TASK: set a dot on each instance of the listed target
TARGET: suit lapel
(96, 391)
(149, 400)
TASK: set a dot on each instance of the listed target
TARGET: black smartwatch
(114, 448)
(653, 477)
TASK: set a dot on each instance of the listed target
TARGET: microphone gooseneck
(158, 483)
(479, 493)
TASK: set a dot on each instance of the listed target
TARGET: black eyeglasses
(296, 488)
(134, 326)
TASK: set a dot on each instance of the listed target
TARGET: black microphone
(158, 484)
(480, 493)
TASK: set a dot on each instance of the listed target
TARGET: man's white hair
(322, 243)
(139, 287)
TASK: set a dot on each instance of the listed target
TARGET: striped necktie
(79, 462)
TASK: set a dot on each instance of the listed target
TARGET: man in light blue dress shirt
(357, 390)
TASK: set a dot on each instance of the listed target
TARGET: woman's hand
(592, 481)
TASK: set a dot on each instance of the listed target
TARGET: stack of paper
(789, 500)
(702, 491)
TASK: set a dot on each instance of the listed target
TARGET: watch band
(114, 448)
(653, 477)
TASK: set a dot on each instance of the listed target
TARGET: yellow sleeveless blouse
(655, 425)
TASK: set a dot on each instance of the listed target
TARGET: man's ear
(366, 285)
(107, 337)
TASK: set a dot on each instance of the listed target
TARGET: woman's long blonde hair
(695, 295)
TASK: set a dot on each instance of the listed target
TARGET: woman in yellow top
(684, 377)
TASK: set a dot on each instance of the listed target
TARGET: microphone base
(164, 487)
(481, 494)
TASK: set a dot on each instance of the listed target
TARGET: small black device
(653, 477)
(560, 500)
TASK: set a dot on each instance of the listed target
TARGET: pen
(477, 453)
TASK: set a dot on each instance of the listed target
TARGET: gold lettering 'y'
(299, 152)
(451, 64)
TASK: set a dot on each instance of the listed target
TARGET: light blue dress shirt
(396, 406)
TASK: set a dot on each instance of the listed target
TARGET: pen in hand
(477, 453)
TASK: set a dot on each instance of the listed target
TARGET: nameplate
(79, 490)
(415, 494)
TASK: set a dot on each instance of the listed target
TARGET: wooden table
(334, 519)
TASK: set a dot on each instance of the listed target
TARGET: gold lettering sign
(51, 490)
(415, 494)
##############################
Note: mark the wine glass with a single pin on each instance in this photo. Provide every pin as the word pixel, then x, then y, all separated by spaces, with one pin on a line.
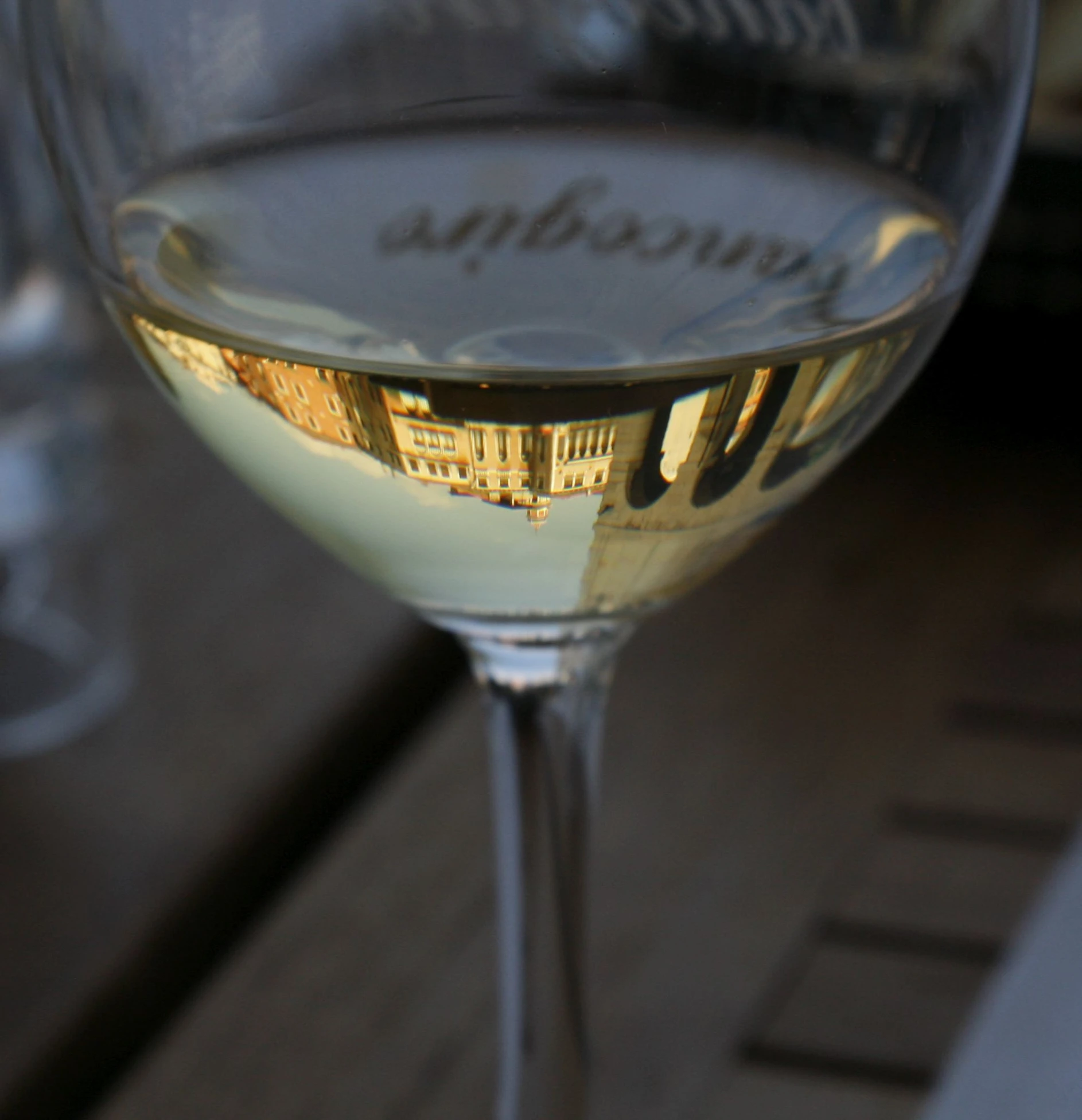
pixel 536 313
##############################
What this task involves: Collect every line in the rows above that contains the word "hair", and copy each one in full. Case counts.

Exercise output:
TARGET: man's white hair
TARGET: woman's long blonde hair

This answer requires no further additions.